**TASKS TO PERFORM**:
[1] According to the piece on Thanksgiving box office returns, how much did the three-day Thanksgiving weekend gross in 2021?
[2] Write the next part of the piece on Thanksgiving box office returns, picking up after its final line.

**READING TEXT**:
_____

The 2020s Thanksgiving Box Office Blues
From 2016 to 2019, the Thanksgiving three-day weekend timeframe would reliably bring in $167-203 million to the annual box office. It was a remarkable trend one can chalk up to both audiences hunger for big blockbusters in this era and Disney’s 2010s box office hot streak. That would’ve been a tough act for the 2020s to follow under any circumstances. However, the COVID-19 pandemic and other external pressures on the theatrical marketplace have left the first Thanksgiving’s of the new decade hollow shells of the past. In 2021, for instance, Encanto ruled over a Thanksgiving three-day frame that only reached $92.7 million.
The following year, Black Panther: Wakanda Forever reigned over the marketplace for a third consecutive time while the weekend grossed just $89.7 million. Thanksgiving 2023 finally grossed $100+ million, but that three-day sum only reached $109.2 million, still a fraction of what this timeframe grossed just five years earlier. This steep decline isn’t surprising. Disney Animation’s box office struggles in the 2020s have especially impacted the Thanksgiving timeframe. In the 2010s, the Mouse House supplied massive all-ages crowdpleasers like Coco, Moana, and Frozen that drove the Thanksgiving box office to new heights.
In the earliest years of this decade, that same studio supplied Wish and Strange World, neither of which came close to hitting box office expectations. Meanwhile, pre-Thanksgiving blockbusters like The Hunger Games: The Ballad of Songbirds and Snakes and Ghostbusters: Afterlife can’t hold a candle to the mighty hauls of 2010s November hits like Skyfall and The Grinch. If the movies just aren’t there, moviegoers will be similarly absent. It’s a simple issue that, unfortunately, Hollywood has failed to properly address over the last few years. Of course, that problem now looks poised to end thanks to the trio of movies opening over Thanksgiving 2024.
Can Thanksgiving 2024 Set a New Record?

_____

(Stored data entries)
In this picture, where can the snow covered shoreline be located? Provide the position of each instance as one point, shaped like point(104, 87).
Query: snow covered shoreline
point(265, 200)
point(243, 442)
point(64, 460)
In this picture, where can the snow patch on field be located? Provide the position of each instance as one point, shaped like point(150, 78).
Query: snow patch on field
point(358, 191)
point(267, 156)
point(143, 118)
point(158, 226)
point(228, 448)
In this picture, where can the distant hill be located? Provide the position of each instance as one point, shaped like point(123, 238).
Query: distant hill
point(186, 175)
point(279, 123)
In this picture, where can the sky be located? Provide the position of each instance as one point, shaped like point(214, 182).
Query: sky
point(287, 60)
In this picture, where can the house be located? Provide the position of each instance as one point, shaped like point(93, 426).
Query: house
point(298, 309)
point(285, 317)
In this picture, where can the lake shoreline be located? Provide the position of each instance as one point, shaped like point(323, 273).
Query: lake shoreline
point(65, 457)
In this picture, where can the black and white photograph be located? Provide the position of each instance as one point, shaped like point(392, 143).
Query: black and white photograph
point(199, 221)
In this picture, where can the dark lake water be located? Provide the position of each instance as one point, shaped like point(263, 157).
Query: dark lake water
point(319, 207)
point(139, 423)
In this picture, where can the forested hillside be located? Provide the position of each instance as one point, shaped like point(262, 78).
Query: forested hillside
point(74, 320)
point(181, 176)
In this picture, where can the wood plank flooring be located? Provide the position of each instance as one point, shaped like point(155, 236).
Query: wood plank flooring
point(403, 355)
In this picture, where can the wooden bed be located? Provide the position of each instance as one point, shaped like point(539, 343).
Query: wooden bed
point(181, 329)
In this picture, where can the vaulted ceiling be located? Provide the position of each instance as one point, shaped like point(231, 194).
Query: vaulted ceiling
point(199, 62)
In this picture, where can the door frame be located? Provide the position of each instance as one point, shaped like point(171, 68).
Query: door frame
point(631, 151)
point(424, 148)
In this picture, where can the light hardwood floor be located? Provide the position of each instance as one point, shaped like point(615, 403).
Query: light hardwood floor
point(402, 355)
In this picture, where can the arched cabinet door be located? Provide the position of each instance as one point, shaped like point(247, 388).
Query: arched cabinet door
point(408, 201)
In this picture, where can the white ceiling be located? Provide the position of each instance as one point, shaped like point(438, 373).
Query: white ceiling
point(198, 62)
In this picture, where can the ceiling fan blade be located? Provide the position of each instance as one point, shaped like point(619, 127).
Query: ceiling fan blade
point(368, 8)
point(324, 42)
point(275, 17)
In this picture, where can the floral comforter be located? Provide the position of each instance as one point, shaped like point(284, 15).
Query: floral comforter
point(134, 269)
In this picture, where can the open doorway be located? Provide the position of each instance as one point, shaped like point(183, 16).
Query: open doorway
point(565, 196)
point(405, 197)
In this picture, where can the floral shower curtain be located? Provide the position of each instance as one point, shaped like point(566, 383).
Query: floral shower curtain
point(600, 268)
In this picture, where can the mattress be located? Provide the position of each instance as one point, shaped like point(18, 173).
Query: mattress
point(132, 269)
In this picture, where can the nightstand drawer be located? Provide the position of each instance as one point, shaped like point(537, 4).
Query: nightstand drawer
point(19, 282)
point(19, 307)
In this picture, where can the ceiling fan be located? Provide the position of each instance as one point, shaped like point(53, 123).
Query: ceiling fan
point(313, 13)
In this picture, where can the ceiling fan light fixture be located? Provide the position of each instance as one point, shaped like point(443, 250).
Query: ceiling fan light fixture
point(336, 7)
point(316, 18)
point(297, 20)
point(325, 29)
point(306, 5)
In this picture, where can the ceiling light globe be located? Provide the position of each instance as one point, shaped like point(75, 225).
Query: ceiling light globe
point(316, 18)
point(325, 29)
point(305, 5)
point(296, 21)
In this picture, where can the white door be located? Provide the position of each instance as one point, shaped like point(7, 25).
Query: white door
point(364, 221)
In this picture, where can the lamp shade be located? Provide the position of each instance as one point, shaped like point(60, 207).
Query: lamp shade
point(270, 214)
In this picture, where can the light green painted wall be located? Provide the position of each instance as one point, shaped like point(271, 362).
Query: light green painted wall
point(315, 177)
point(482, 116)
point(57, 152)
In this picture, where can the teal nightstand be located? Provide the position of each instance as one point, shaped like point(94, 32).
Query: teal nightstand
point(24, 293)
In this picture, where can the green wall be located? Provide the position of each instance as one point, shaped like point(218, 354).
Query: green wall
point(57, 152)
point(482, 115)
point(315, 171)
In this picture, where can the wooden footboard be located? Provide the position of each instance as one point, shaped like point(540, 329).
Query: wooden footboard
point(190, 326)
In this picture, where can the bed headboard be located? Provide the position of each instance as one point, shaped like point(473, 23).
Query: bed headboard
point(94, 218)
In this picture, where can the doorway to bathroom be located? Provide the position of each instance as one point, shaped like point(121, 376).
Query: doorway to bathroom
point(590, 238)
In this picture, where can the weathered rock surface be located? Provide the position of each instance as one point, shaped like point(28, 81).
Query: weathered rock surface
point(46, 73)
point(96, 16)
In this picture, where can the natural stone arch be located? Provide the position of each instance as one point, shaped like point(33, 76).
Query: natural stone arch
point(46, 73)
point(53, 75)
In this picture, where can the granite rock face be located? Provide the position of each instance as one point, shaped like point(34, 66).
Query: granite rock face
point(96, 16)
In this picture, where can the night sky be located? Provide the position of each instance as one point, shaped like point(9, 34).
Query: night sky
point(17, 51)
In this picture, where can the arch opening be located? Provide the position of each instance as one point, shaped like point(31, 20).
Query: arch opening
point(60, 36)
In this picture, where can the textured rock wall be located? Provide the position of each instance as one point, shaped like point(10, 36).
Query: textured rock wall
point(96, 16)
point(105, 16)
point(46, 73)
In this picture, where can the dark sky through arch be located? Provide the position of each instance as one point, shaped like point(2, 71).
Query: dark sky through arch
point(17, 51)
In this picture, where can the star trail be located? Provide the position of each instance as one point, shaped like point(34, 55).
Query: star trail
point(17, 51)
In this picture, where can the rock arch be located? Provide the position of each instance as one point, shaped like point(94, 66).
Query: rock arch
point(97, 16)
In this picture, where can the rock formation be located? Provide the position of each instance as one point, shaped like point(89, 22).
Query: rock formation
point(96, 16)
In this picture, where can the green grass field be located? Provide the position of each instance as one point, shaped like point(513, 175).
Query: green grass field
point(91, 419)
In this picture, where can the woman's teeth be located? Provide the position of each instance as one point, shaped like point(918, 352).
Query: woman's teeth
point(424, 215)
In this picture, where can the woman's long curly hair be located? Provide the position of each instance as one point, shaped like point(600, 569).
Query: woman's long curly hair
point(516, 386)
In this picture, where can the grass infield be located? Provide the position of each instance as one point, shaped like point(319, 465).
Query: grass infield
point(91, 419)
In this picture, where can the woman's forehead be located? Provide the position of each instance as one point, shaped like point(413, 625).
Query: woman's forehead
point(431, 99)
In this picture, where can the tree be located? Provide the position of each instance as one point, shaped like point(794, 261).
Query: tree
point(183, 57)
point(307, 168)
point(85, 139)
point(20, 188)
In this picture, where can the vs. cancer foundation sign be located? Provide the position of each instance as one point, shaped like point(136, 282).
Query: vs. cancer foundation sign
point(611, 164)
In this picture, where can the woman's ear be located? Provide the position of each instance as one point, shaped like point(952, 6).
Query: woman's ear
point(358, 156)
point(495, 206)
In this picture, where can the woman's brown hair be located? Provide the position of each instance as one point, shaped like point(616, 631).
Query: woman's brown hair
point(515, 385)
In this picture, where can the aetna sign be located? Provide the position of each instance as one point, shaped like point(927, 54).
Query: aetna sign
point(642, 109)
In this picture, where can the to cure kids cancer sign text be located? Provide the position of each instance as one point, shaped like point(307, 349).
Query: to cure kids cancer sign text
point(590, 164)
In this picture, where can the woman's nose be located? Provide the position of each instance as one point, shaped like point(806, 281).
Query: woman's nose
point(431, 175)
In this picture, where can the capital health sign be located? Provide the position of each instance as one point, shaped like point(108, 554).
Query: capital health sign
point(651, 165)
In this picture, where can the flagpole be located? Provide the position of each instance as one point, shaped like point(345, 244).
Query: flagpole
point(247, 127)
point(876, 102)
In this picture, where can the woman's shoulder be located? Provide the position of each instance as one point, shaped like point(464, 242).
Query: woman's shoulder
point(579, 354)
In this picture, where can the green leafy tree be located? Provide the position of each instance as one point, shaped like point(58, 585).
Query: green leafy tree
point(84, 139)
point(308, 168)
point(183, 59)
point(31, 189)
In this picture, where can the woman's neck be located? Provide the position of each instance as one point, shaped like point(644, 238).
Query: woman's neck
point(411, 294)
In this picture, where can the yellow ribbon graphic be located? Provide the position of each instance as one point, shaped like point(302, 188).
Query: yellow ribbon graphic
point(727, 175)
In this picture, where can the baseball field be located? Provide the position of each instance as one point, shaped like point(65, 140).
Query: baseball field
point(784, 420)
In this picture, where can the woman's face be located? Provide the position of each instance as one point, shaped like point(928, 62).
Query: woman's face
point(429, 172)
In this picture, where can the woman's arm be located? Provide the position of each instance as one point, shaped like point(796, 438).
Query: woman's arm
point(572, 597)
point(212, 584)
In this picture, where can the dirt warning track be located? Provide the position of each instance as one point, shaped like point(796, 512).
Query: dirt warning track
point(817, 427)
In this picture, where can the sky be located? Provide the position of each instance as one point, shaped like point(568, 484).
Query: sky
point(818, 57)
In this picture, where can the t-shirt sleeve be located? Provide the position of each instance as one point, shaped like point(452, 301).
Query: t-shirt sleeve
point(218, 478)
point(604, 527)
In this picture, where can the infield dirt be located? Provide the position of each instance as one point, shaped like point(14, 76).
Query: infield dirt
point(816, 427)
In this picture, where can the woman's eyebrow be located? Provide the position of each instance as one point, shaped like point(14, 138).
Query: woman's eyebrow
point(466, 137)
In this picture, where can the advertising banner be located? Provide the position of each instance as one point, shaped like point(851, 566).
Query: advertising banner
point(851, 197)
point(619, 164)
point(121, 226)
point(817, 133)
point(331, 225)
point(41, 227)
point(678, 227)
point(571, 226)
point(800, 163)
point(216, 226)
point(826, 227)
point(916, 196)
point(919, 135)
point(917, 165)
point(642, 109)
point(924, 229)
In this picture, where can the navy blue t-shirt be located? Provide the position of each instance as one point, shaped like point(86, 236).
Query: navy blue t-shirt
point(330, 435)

_____

**ANSWERS TO THE EXERCISE**:
[1] $92.7 million

[2]
All eyes are now on Thanksgiving 2024 as the weekend that could give the film industry its first big Thanksgiving box office weekend after COVID-19 shut down theaters in March 2020. Hype surrounding Wicked and Moana 2 especially has reached such fever-pitch levels that some have begun wondering if some records will get shattered. Will Thanksgiving 2018 finally fall as the biggest three-day Thanksgiving weekend in domestic box office history? Right now, that looks entirely feasible. Tracking suggests Moana 2 could have the biggest five-day Thanksgiving launch in history while it’s doubtful Wicked will flame out after what will surely be a big opening weekend. Throw in folks catching up on Gladiator II over this holiday timeframe and Thanksgiving 2024 sure does, at least on paper, have the kind of variety that’s fueled the biggest Thanksgiving box office frames in history.
Even just leaving the first few 2020s Thanksgiving’s in the dust, though, might be enough for the American film industry at this point. Anything to suggest that moviegoing is returning to something resembling normal. The return of Thanksgiving Walt Disney Animation Studios blockbuster hits would certainly qualify. Before a potential new Thanksgiving box office record is crafted, though, it’s important to take a look back at those lucrative frames from 2018 and 2012. Specifically, Hollywood should live and die by the big screen variety evident in those historic Thanksgiving weekends. That’s versatility is bound to remind people that going out to the movies is a great way to avoid Thanksgiving family awkwardness.